The Holosun 503 or the full name of Holosun HS503G is one of the many red dot sight offerings from Holosun but features the Primary Arms ACSS reticle system, a fan favorite here at Lynx Defense.
|Battery Type||CR2032 3V Lithium Coin|
|Click Value||1/2 MOA|
|Material||Aluminum – 6061-T6|
|Night Vision Compatible||Yes|
|Reticle||Exclusive ACSS CQB|
Holosun HS503G First Impression
Although Michael has reviewed a few Holosun products in the past, this was the first time I’ve gotten my hands on one of their products. Least to say, I’m impressed.
I absolutely love the reticle of an EoTech. Although I do have a slight astigmatism, with my contacts or glasses the doughnut of death is still workable.
While over at Michael’s a few months back he handed me a rifle with a circle dot design from Primary Arms and I was blown away by the sharpness and clarity in which I could see the reticle.
There weren’t any blurry smudges or artifacts that I had seen in other red dots and the ring around the dot itself was also crisp and clear.
At that point, I knew I had to try out one of these new red dots with the EoTech style reticles for myself.

# Parts of the exercise
1. Decide whether each statement agrees with the Holosun HS503G review. Answer yes or no for each, and quote the words of the review that settle it.
(a) The sight's listed material is 6061-T6 aluminum.
(b) The writer had reviewed several Holosun products before this one.
(c) The ring around the dot on the Primary Arms sight looked blurry to the writer.
2. Extend the Holosun HS503G review with a few sentences that pick up right after its final sentence.
The material that comes after the Holosun HS503G review is separate from it.

# Given information
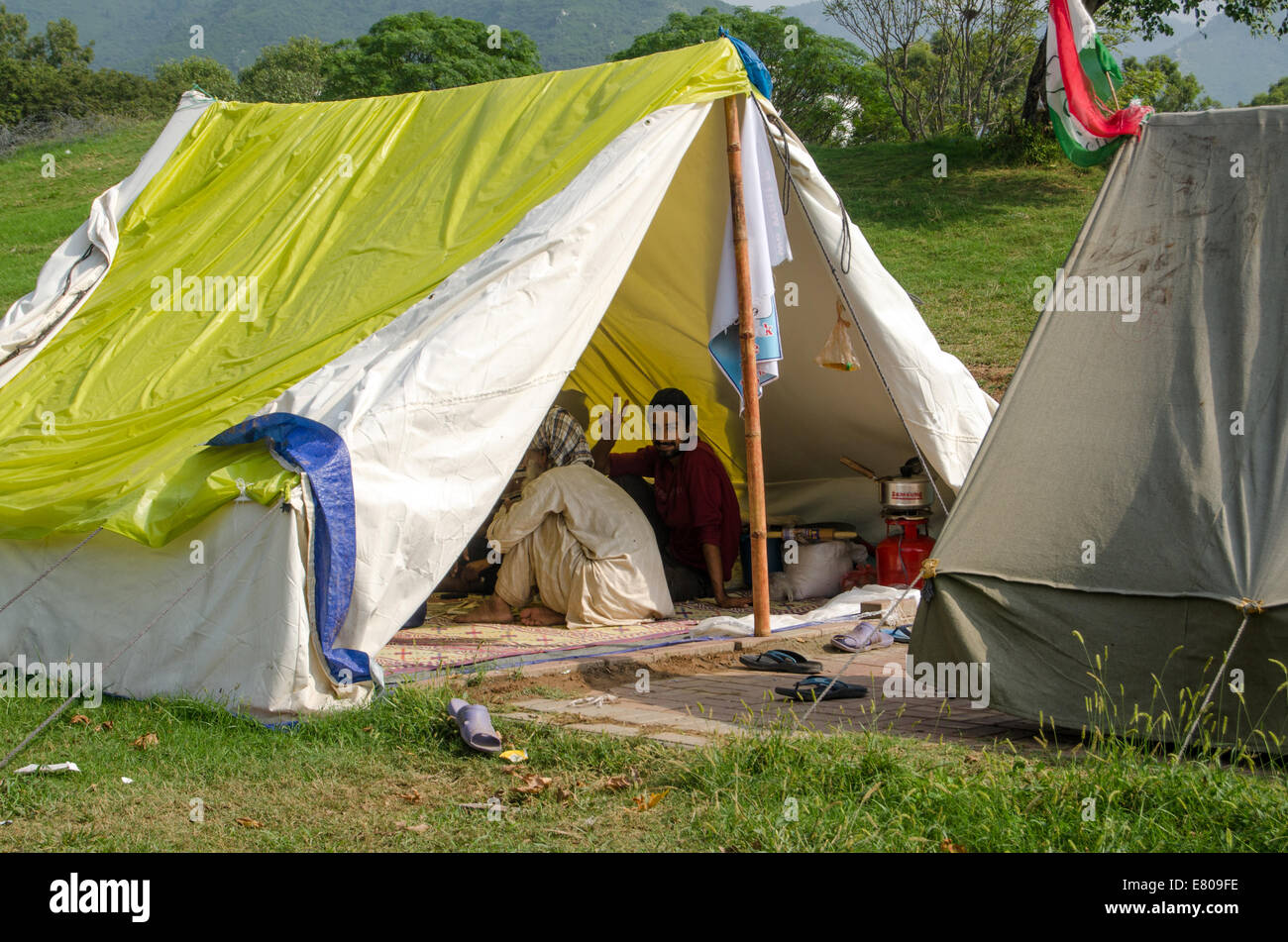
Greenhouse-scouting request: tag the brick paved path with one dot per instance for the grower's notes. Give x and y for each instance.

# Task answers
1.
(a) Yes: "Aluminum – 6061-T6"
(b) No: "this was the first time I’ve gotten my hands on one of their products"
(c) No: "the ring around the dot itself was also crisp and clear"

2.
After searching on Primary Arms for a while, I stumbled across the Holosun 503 which was developed in conjunction with Primary Arms ACSS CQB reticle and I was hooked.
I quickly ordered the Holosun and a Strike Industries T1 mount to try out as well.
Once I received my package from Primary Arms, I immediately opened the Holosun up and threw the battery in to see if it would stack up to my EoTech and the PA circle dot that I had handheld earlier; spoiler alert, it did!
Holding the unit in hand it felt very solid and the finish felt like it was high quality anodizing.
The glass was clearer than I had been expecting, and the reticle was AMAZING.
The only drawback, if you could even call it that, was the lower ⅓ mount that it shipped with.
Not that it was any less quality than the optic itself, but it was very square and blocky.
Having seen this when I was ordering is one of the reasons I also picked up the Strike Industries mount.
The Holosun 503G showed up at my door quicker than I had anticipated seeing it was around the time of the holidays.
When I opened the shipping box, I found the Holosun container in a white cardboard sleeve with the name and image of the model printed on the front.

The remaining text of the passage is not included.